- Input for this task -
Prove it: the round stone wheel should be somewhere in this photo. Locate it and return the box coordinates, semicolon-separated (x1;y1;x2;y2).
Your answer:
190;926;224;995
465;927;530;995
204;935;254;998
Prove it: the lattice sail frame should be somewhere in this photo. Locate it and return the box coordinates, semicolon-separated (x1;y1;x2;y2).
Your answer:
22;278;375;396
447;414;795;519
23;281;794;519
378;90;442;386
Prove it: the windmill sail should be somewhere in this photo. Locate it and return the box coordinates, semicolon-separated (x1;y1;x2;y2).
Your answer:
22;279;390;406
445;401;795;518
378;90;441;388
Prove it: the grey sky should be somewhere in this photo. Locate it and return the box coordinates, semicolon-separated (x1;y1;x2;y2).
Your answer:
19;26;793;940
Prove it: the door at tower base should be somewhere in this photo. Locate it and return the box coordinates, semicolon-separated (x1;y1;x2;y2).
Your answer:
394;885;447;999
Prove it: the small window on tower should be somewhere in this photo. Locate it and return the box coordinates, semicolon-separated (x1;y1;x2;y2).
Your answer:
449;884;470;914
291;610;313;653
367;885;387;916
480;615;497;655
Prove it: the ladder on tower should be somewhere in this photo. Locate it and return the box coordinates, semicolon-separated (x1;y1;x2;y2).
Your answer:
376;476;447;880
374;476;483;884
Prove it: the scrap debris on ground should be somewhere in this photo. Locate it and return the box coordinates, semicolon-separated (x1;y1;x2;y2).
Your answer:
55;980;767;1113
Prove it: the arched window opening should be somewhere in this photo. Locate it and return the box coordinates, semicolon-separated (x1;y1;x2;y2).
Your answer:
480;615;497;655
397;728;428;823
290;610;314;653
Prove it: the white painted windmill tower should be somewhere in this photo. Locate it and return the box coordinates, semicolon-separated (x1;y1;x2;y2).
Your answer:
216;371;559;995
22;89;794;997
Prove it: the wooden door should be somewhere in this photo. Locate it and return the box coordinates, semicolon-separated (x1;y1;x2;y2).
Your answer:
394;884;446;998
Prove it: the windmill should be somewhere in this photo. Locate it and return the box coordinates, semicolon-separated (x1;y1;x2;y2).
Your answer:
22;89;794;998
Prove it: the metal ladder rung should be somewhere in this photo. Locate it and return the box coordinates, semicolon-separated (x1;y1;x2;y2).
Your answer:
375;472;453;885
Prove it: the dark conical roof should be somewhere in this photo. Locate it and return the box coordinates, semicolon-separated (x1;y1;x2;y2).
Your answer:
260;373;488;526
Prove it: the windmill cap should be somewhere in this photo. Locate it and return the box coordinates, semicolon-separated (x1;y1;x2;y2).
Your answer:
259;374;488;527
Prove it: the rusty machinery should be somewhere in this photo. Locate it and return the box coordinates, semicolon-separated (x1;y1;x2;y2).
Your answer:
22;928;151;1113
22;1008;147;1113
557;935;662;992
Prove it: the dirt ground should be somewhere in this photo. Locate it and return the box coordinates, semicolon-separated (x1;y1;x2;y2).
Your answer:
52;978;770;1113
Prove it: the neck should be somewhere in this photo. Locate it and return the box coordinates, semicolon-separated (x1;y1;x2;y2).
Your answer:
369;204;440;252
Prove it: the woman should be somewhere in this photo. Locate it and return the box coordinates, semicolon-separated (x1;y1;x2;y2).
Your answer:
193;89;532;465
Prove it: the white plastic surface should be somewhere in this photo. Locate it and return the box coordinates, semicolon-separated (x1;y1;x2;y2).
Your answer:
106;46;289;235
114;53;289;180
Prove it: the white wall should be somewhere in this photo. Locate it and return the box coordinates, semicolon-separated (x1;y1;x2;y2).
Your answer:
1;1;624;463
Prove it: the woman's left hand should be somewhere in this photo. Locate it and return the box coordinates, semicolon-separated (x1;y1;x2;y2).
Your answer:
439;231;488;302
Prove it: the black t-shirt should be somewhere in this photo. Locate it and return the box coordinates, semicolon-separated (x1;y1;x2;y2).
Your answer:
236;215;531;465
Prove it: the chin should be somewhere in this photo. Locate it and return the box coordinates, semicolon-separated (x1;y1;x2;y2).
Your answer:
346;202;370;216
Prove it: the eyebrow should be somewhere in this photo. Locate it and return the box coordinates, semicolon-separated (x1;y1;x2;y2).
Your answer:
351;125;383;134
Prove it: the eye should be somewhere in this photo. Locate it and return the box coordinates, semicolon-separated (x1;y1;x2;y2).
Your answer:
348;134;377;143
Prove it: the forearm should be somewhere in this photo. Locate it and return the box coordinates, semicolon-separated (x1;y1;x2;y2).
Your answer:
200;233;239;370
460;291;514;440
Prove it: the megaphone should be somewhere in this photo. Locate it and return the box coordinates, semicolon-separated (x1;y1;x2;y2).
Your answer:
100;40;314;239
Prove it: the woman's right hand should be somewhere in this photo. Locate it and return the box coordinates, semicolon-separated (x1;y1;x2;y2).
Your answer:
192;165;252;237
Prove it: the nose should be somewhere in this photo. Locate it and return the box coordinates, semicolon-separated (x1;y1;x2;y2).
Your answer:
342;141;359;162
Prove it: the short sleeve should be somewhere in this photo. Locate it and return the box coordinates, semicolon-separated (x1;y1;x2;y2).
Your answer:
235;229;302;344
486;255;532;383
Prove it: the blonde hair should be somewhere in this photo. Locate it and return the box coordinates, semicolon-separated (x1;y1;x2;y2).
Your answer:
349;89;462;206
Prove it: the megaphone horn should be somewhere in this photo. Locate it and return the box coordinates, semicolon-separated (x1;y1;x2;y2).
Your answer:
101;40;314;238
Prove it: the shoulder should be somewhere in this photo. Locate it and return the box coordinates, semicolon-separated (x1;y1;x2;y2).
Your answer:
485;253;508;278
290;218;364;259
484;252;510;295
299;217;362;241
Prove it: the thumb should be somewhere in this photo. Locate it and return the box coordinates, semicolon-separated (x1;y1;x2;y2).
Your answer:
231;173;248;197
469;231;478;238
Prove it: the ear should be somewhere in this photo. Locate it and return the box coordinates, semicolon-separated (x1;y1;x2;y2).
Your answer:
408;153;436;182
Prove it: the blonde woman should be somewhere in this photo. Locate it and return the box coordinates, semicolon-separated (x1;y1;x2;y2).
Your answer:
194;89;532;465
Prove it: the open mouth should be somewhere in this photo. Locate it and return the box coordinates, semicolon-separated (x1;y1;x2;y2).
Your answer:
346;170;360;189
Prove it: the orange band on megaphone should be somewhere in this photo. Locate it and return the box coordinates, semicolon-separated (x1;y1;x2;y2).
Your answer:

- Work request -
How many lines in the records above contain the word "door"? Reply with the number and nothing more.

- Task response -
2